- [TRY IT]:
Look through the listing below and say how many lines contain the word "trousers". Nothing else belongs in the reply.
[AVAILABLE DATA]
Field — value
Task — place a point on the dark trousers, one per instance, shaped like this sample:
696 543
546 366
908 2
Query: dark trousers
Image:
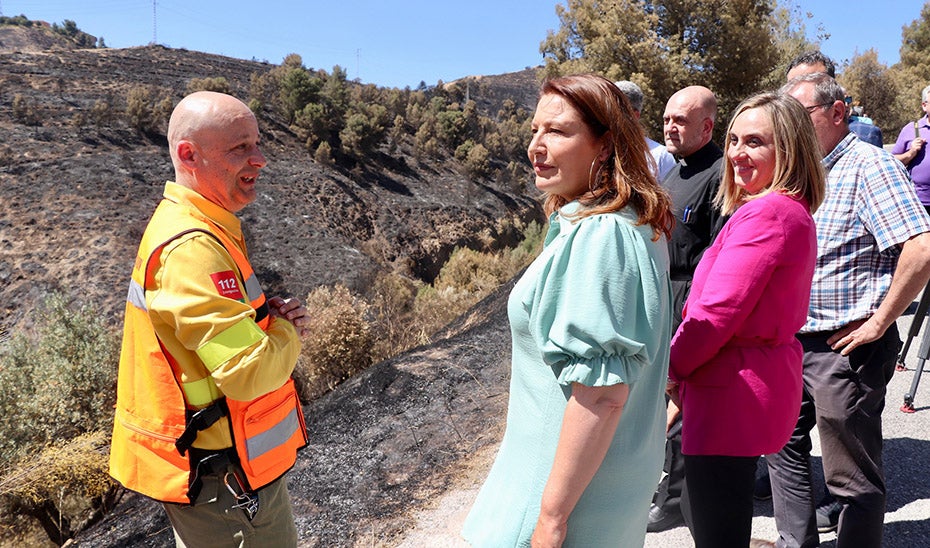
718 501
844 397
669 492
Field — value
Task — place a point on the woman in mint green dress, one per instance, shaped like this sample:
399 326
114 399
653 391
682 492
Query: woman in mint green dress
591 324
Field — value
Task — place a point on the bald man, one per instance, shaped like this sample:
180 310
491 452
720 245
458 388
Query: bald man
688 126
207 417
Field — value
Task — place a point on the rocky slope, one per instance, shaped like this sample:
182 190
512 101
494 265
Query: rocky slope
74 199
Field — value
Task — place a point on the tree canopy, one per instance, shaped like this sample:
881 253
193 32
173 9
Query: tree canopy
735 48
[/AVAILABLE DATA]
- [SOLUTION FOR THIS TASK]:
2